Excerpted data:
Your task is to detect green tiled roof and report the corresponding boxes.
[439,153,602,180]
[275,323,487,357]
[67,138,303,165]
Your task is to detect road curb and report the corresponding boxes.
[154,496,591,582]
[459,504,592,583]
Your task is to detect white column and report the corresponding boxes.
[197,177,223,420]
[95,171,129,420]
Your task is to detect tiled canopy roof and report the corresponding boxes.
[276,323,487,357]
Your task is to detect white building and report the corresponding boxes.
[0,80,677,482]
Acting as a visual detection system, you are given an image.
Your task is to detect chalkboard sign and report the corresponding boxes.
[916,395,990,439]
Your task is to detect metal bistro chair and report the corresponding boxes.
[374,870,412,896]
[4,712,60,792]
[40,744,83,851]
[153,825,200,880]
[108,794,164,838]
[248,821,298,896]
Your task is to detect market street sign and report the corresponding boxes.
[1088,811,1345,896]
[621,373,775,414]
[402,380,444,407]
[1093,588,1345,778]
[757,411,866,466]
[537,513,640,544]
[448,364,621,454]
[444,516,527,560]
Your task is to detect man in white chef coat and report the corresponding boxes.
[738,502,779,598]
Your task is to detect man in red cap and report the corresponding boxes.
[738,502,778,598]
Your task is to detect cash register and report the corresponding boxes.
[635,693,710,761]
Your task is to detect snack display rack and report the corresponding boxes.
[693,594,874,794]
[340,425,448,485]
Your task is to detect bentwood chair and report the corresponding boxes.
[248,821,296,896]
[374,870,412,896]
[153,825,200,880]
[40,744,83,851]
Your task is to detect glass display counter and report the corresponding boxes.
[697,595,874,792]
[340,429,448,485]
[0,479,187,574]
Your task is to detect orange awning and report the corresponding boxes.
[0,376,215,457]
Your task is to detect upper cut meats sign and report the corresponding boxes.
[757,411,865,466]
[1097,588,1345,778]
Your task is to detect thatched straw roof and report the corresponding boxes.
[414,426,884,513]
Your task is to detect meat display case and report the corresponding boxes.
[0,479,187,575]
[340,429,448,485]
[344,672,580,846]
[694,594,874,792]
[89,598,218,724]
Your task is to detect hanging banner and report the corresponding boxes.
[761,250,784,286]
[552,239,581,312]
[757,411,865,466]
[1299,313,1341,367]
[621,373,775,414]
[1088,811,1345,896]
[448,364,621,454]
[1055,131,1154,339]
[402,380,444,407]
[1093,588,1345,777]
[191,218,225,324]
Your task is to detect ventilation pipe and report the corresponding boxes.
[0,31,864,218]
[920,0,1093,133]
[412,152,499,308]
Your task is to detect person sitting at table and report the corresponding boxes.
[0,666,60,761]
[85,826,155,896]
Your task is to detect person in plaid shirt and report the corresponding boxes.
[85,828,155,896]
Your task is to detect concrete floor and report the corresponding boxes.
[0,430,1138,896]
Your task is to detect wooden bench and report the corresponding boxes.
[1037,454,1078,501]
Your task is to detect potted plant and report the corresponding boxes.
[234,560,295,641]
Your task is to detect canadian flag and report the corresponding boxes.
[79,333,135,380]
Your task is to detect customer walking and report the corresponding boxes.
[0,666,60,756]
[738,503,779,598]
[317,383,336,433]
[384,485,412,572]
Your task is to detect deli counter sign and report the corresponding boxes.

Exercise:
Reproduce verbatim the part of the data that opens with the line containing "Your task is to detect hanging" and closes with the final line of the data, including both of those lines.

Final answer:
Your task is to detect hanging banner and report the corresponding boxes.
[761,250,784,286]
[552,239,581,312]
[757,411,865,466]
[1299,313,1341,367]
[621,373,775,414]
[1088,811,1345,896]
[448,364,621,454]
[1055,131,1154,339]
[402,380,444,407]
[1093,588,1345,777]
[191,218,225,324]
Your task is to detect ventilation pipe and report the corresponding boxes.
[0,31,864,218]
[920,0,1093,133]
[412,152,499,308]
Your task is to detect person sitting at table and report the corresponding boxes.
[0,666,60,761]
[85,826,155,896]
Your task is to detect person in plaid shirt and report the corresponding boxes.
[85,828,155,896]
Your task is to detect concrete floor and report the corresponding boxes.
[0,430,1138,896]
Your task is to detect wooden bench and report the corresponding boxes.
[1037,454,1078,501]
Your task is to detect potted plant and report the corresponding boxes.
[234,560,295,641]
Your task is to detect canadian flag and report the corresponding boxes.
[79,333,135,380]
Your task is to detect customer walking and report the corresponding boxes.
[0,666,60,756]
[738,503,779,598]
[317,383,336,433]
[384,485,412,572]
Your task is to detect deli counter sign and report the corresponding boxes.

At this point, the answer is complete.